Two days

The first day

If the number of hours that the average believer prays for himself and his loved ones was stacked-up against the time spent praying for world peace and an end to hunger, which stack would be higher? It was a funny question to wake up to, but it’s the one I had after a horrific night last night, a night spent, frankly, looking forward to death. I thought I would have beaten this broken back problem by now—just as I once thought I would beat my shoulder problems—but this is the two month anniversary of my fall, and Im nowhere near well, and it scares me so much that I’ve shed tears over it, this being the first time in my life that I cried because I was afraid.

In America, at least, when you complain of pain to whomever you see before you see your doctor, you’re asked to rate it on a scale of one to ten with ten being the worst pain imaginable and none of the other numbers being defined. If you ask your questioner to define the difference between, say, a pain level of four and a pain level of six, what do you think she (it’s always a she) will say? “Well, six is two points worse than four.” The query becomes a game in which the patient tries to guess which number he needs to give in order to have his problem taken seriously while avoiding any suspicion on the doctor’s part that he might be exaggerating. I realized last night that I’m no longer going to answer the question because it’s bullshit, and I’m sick of bullshit. I put up with way more of it than would seem necessary, and I’m sure you do too.

I prayed last night—my situation being that desperate—not to some supernatural entity but to a place within myself that I used to visit when I needed guidance, but the existence of which I have come to doubt. My prayer went, “Wisdom be in my head, and in my understanding. Wisdom be in my eyes, and in my seeing. Wisdom be in my mouth and in my speaking. Wisdom be in my heart and in my thinking. Wisdom be at my death, and at my departing,” these being close to the words that I loved when Father Hale said them every Sunday at Redeemer Episcopal forty years ago. Last night, they came from my lips like a stillborn baby so decayed that it disintegrated in the hands of the midwife. I was shocked, even horrified. I had expected little of good from the ancient words—a momentary connection with peace, youth, health, safety, community, idealism, and the beauty of morning light through stained glass, perhaps—but I didn’t foresee disgust, and it hurt me to realize how hardened Ive become. I’ve tried to hold, at least metaphorically, to that which I once found beautiful, while gently letting go of the ugliness, but I have failed.

:: Material supplied ::
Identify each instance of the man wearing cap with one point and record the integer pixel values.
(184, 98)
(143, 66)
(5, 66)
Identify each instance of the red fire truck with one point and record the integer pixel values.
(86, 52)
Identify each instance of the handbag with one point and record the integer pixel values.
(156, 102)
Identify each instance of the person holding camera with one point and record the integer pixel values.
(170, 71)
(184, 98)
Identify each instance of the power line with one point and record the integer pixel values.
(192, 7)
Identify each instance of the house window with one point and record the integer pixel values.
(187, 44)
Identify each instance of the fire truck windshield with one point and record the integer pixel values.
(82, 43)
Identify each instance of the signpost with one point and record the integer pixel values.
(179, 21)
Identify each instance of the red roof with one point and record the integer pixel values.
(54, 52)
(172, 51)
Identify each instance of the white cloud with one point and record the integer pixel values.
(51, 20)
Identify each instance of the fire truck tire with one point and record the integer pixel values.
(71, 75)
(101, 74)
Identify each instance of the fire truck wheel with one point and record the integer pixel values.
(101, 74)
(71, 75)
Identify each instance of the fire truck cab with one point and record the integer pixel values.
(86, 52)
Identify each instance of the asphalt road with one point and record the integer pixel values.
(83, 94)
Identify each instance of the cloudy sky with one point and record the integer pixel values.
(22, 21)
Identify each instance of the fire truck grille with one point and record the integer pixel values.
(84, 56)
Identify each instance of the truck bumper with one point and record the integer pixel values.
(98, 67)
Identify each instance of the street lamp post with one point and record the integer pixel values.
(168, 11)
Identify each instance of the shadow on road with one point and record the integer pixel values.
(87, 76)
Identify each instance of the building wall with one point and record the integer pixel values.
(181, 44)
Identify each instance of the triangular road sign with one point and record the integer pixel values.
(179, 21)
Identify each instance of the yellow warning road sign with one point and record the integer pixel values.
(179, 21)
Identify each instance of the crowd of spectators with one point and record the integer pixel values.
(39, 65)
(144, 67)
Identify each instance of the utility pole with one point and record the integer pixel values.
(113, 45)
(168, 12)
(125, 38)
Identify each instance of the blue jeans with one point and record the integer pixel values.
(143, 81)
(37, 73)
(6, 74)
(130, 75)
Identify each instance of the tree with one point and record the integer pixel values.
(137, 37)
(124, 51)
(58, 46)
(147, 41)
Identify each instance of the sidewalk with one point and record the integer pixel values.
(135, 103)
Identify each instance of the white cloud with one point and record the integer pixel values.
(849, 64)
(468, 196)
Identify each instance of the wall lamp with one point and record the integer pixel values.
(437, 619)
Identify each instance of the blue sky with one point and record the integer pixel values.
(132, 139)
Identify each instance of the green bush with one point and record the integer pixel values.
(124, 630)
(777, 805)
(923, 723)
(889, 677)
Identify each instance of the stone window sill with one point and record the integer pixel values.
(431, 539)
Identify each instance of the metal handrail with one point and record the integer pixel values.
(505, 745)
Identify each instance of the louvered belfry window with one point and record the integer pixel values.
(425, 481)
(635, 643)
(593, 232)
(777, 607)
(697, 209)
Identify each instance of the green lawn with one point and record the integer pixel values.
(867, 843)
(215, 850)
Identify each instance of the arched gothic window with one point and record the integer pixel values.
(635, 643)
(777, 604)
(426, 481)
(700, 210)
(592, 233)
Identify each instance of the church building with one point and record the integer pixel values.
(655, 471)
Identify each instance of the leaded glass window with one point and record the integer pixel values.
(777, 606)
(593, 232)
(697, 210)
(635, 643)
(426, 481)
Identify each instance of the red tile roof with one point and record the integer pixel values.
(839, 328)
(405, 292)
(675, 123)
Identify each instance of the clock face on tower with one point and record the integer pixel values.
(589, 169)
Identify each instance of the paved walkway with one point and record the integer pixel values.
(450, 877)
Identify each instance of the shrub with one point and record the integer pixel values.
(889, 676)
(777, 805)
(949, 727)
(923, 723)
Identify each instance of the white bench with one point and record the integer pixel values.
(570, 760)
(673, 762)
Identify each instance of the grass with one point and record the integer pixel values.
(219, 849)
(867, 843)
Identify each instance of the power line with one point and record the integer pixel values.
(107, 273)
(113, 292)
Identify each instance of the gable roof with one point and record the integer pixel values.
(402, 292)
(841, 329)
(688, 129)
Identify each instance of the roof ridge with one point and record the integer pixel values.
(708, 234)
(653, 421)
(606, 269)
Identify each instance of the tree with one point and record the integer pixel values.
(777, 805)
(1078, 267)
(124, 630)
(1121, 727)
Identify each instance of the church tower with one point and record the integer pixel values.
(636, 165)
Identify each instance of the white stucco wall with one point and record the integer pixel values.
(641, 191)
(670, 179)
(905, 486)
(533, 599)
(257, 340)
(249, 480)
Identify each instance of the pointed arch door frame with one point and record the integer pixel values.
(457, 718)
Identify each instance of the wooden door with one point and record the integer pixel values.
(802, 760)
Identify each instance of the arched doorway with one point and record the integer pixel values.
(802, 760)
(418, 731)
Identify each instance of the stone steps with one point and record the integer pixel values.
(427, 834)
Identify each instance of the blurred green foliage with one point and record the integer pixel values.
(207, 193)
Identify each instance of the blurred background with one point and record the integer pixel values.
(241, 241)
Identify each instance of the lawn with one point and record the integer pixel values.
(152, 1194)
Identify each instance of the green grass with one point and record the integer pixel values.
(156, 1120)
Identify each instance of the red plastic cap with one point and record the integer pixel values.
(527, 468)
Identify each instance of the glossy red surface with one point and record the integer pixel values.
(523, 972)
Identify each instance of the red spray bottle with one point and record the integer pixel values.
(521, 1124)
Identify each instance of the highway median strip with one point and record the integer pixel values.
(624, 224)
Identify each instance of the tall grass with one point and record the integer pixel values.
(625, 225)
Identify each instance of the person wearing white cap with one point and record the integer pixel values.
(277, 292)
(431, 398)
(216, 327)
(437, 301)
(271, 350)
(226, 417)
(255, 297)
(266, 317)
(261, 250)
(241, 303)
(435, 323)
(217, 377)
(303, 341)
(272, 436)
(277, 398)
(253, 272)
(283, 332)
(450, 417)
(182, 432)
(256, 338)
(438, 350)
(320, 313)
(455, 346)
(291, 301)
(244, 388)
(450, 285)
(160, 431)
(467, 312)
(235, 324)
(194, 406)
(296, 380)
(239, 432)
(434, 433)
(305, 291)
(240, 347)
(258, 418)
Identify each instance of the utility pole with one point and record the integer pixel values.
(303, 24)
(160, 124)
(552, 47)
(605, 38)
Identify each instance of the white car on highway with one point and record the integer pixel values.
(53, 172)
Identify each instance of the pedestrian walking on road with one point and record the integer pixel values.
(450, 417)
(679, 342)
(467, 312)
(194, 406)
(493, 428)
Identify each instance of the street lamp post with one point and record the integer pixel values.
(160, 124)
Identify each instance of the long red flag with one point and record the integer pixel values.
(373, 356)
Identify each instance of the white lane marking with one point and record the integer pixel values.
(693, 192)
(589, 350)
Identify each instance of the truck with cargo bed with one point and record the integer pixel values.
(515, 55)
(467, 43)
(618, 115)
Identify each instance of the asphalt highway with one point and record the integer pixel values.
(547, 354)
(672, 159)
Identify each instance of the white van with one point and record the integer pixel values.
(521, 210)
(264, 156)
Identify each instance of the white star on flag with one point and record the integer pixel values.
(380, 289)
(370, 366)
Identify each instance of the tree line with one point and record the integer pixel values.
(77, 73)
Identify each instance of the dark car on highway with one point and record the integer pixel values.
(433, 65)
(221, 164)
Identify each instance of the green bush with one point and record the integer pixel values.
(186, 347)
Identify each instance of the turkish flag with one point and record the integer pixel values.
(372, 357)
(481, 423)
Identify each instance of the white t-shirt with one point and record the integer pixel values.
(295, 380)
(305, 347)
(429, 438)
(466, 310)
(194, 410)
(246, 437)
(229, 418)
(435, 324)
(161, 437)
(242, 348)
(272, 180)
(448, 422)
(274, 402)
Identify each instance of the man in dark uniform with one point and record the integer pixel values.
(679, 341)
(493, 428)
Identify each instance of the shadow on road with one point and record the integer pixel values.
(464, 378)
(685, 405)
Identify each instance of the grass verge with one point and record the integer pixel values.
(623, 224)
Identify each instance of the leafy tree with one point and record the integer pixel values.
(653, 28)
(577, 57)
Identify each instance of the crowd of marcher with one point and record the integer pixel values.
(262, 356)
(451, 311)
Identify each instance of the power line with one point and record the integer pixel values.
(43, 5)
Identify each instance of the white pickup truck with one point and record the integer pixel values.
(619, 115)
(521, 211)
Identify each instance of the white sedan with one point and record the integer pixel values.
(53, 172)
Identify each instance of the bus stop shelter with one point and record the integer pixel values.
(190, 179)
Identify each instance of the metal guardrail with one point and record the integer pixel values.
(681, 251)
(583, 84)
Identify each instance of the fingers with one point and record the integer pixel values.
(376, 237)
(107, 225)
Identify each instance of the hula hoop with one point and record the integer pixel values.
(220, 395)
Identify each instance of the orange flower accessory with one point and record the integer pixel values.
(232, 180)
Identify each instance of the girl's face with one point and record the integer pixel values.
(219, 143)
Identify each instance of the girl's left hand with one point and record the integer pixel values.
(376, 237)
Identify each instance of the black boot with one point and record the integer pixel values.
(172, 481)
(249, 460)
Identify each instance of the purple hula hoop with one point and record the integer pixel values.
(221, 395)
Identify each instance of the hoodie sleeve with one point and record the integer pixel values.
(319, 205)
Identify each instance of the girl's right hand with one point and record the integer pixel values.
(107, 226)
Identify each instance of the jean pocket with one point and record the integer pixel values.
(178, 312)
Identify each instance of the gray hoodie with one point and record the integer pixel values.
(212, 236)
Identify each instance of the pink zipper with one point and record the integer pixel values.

:: What needs to be done ::
Please copy the stretch of the "Two days" text from "If the number" through "I was afraid." word for word.

:: Solution ::
If the number of hours that the average believer prays for himself and his loved ones was stacked-up against the time spent praying for world peace and an end to hunger, which stack would be higher? It was a funny question to wake up to, but it’s the one I had after a horrific night last night, a night spent, frankly, looking forward to death. I thought I would have beaten this broken back problem by now—just as I once thought I would beat my shoulder problems—but this is the two month anniversary of my fall, and Im nowhere near well, and it scares me so much that I’ve shed tears over it, this being the first time in my life that I cried because I was afraid.